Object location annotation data
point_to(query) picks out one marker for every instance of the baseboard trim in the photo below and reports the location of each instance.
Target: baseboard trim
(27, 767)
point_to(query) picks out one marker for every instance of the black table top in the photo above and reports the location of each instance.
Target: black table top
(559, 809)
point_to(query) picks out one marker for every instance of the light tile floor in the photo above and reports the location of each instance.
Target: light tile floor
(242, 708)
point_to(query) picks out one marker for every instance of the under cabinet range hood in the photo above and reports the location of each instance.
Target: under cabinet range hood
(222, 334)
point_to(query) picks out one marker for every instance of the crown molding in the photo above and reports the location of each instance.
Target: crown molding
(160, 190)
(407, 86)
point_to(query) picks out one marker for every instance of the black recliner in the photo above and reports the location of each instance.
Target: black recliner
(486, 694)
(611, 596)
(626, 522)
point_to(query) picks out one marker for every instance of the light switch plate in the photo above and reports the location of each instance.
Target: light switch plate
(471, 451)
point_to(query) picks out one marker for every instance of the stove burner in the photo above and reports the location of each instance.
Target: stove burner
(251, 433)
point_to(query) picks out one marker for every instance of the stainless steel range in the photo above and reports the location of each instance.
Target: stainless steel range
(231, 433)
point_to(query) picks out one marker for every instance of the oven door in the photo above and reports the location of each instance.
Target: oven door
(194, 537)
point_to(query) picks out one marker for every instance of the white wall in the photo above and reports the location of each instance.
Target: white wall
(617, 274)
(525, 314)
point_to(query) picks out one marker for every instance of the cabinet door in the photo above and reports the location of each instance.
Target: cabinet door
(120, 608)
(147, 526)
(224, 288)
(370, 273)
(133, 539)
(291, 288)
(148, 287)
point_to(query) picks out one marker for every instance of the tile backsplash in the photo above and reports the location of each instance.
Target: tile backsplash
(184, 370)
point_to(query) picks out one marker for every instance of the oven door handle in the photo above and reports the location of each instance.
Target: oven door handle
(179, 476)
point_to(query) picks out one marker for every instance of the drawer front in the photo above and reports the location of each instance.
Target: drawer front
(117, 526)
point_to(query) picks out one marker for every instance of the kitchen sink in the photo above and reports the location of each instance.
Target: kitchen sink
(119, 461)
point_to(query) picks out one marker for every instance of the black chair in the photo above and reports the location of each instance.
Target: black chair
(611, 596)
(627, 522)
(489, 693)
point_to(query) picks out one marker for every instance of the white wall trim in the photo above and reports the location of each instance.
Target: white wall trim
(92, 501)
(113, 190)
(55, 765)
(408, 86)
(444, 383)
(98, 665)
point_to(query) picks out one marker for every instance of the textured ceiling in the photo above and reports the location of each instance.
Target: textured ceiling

_Work to do_
Copy all the entries verbatim.

_Response to this task_
point_to(query) picks out one marker for every instance of the baseboard trim in the photo below and reports the location of each instance.
Target: baseboard trim
(27, 767)
point_to(query) picks out one marker for every instance of the black table top in the photo above and reports the location of each instance.
Target: black table top
(559, 809)
point_to(query) picks out one marker for every instance of the light tile floor in the photo above and reports the location of each instance.
Target: light tile floor
(242, 708)
point_to(query) picks out one marker for every instance of the under cabinet range hood in the photo above and reports the location of each instance.
Target: under cabinet range hood
(222, 334)
point_to(query) picks out one marker for every instance of the crown molding in the photo above and reports the location of each instance.
Target: crown molding
(160, 190)
(407, 86)
point_to(query) picks out one marker for every instance of the black recliner in the photo above and reports the location of each instance.
Target: black recliner
(486, 694)
(611, 596)
(626, 522)
point_to(query) picks out one marker for every instance of the light switch plate in the photo above and reports the location of each instance.
Target: light switch plate
(471, 451)
point_to(query) picks out one marker for every instance of the stove burner in the photo above and reports the location of each instance.
Target: stove burner
(251, 433)
point_to(query) picks out one marker for every instance of the stainless steel range in the photo above and reports the location of each instance.
Target: stainless steel range
(231, 433)
point_to(query) picks out one marker for every instance of the oven door in the photo above and reports the location of each instance.
Target: oven door
(194, 537)
point_to(query) picks out one marker for every instance of the white wall in the photo above and reports the location of each instance.
Target: white wall
(617, 274)
(525, 314)
point_to(query) picks out one marker for every instance of the cabinet door in the photo above and reports the location of each instance.
Target: cabinet door
(120, 608)
(147, 526)
(224, 288)
(370, 273)
(133, 539)
(291, 288)
(148, 287)
point_to(query) picks out one marker for every instance of the tile backsplash in the photo above and reports the location of each instance.
Target: tile backsplash
(184, 370)
point_to(query) picks out one marker for every instance of the oven door handle in the photo above and reports the location of each instance.
Target: oven door handle
(179, 476)
point_to(query) picks out one marker for every instance of the drawer front in the photo above and reports the location of each instance.
Target: drawer front
(117, 526)
point_to(query) picks out one marker for every instance of the kitchen sink in the photo above and reports the location of each instance.
Target: kitchen sink
(119, 461)
point_to(query) picks out one marker for every instance of the black chair in the photo above and reports the location of each instance.
Target: black chair
(611, 596)
(627, 522)
(489, 693)
point_to(query) picks out one marker for every instance of the white wall trim in the photo above and reports the location of each instance.
Target: white wall trim
(92, 501)
(113, 190)
(55, 765)
(408, 86)
(444, 383)
(98, 665)
point_to(query) picks out one marker for every instance of the textured ceiling in the photo above and reports the location of each instance.
Target: textured ceiling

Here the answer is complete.